#### [Text under study]
----

By Juliano Oliveira
The integration of aerobic exercise and strength training might be the natural key to put away any possibility of having depression.
The outcomes from strength-based workouts, such as push-ups, sit-ups and squats have the capability of preventing the human body from mental illness.
A study with more than 1.4 million adults led by the USQ (University of Southern Queensland) observed the greater the combination of aerobic exercise and strength training, the lower the risk of developing depression will be.
The ones who did twice the recommended amount of physical activity reduced their probabilities of depression by almost 50% compared to those who were inactive.
“Our study advocates that combining strength training with aerobic activities like jogging or cycling is likely to be the best thing for your mental health,” said lead author Dr Jason Bennie, a Senior Research Fellow from USQ’s Physically Active Lifestyles Research Group.
The World Health Organization’s guidelines for physical activity encourages adults to do at least 150 minutes of aerobic activity and two muscle-strengthening workouts each week.
“The study’s main outcomes could be used to inform future clinician-patient interaction at the individual level, to guiding public health policies designed to enhance mental health at the population level.”
Dr Bennie said anyone who thinks strength training only involves lifting heavy weights at the gym should think again.
“Strength training does not necessarily mean you have to be in the gym at least five days a week training different body parts.”
“This and other studies show there is likely to be many health benefits to doing strength training two or more days per week, involving major muscle groups such as the chest, shoulders, legs, back and abdominals.”
“Importantly, for optimal health and wellbeing, recent studies are now suggesting that if you can combine strength training with aerobic exercise, there is likely to have even more health benefits. This is particularly so when someone goes from doing no activity to doing some activity.”
The research was based on an analysis of surveys involving 1.48 million adults in the United States between 2011-2017, of which 18 per cent were diagnosed with depression.

----

#### [Material shown]
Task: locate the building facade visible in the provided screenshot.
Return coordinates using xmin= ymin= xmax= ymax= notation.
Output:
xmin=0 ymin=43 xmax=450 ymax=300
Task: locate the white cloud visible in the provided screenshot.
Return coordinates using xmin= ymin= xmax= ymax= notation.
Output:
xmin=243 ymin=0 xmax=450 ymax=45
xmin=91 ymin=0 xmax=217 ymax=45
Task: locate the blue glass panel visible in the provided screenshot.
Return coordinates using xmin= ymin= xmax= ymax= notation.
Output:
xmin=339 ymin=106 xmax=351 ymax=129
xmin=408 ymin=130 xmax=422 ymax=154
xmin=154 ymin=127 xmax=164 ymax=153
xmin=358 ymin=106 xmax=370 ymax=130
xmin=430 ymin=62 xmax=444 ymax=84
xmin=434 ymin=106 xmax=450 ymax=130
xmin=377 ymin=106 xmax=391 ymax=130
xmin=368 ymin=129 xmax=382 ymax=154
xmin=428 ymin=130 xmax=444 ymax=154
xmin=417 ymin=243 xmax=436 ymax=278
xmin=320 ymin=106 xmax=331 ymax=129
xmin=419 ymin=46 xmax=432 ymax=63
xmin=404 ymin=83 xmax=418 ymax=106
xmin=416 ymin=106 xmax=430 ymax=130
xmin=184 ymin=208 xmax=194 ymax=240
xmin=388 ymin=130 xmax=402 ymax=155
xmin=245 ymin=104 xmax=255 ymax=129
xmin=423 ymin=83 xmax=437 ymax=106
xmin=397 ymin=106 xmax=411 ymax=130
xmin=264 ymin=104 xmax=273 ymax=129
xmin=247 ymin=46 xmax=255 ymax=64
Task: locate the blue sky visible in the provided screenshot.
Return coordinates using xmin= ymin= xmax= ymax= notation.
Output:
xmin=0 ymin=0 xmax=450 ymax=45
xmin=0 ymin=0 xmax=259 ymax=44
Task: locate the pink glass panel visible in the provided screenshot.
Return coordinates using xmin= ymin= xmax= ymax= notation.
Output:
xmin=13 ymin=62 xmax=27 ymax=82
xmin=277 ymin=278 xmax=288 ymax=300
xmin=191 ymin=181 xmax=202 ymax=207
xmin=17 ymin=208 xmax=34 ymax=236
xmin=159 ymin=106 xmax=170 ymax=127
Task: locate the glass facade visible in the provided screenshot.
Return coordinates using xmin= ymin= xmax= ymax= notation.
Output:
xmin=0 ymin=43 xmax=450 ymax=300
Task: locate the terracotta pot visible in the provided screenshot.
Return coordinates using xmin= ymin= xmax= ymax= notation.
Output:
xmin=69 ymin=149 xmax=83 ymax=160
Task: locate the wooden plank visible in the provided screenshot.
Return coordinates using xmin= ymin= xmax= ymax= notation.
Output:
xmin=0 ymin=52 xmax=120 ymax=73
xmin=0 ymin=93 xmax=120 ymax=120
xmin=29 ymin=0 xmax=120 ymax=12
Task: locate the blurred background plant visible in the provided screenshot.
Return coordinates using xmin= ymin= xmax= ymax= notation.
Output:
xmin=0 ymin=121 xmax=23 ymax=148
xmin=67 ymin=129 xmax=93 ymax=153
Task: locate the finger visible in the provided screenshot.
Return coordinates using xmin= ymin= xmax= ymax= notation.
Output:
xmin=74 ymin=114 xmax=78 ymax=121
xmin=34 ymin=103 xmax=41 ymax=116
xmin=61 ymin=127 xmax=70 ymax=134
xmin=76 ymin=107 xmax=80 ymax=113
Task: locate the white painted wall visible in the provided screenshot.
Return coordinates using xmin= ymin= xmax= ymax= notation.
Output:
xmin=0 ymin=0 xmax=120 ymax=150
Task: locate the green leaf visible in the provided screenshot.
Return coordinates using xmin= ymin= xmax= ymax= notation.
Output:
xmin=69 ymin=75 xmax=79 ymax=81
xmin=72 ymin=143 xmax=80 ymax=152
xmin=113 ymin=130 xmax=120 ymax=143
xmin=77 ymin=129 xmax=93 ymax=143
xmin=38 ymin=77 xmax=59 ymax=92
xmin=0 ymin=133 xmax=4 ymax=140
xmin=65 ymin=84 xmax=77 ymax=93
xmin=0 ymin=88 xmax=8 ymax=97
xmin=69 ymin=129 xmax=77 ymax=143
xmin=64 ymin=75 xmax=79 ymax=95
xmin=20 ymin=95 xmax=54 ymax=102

----

#### [Exercises to complete]
- A) In the article on exercise and depression, copy the passage from "The research was" up to and including "diagnosed with depression.", replacing "surveys" with "questionnaires".
- B) According to the article on exercise and depression, what share of the surveyed adults had been diagnosed with depression?
- C) Rewrite the paragraph of the article on exercise and depression that begins "This and other studies show" in a shorter form, keeping its main facts.
The lines have no connection to the article on exercise and depression.

#### [Answers below]
- A)
The research was based on an analysis of questionnaires involving 1.48 million adults in the United States between 2011-2017, of which 18 per cent were diagnosed with depression.

- B) 18 per cent.

- C) Research suggests that doing strength training on two or more days a week, working major muscle groups like the chest, shoulders, legs, back and abdominals, likely brings many health benefits.